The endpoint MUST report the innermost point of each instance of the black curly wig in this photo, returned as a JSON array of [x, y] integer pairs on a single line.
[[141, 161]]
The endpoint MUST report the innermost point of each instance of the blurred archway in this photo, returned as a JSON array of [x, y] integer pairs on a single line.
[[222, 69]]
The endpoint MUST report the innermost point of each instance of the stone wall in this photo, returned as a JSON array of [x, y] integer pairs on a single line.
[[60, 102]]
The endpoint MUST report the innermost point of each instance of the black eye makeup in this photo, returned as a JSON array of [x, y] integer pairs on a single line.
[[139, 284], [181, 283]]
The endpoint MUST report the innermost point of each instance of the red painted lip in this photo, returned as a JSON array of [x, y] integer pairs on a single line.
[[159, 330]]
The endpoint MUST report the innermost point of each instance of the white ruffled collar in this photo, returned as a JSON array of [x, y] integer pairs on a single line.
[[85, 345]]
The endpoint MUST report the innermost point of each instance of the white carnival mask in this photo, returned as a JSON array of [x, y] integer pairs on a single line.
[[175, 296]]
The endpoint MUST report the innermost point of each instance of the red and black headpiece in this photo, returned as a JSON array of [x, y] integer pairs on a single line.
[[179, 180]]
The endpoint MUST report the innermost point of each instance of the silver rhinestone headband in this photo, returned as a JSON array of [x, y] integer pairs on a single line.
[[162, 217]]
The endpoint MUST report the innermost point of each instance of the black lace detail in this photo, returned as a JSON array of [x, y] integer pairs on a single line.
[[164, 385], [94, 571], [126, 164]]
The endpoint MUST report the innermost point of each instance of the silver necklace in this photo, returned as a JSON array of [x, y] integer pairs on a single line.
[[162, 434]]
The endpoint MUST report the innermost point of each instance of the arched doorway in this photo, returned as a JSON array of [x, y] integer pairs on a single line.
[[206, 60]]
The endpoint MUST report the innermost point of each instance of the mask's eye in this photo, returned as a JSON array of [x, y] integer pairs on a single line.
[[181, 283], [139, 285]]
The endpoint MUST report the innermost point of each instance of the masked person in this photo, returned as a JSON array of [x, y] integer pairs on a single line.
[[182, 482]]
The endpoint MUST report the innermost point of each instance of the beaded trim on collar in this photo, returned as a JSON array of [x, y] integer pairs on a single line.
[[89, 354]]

_ _ _ _ _ _ _

• _Task to complete_
Each line from the one with "of the masked" through the end of the entries above must be set down exactly, both end lines included, and no other line may appear.

• _Result of the task_
The endpoint MUST report the innermost point of each instance of the masked person in this photo, returned as a JSON array of [x, y] integer pairs on a single line.
[[182, 482]]
The endpoint MUST report the innermost point of each instance of the beaded trim on collar in this photo, returned as a JSON array of [x, y] integer pairs on a single line.
[[89, 354]]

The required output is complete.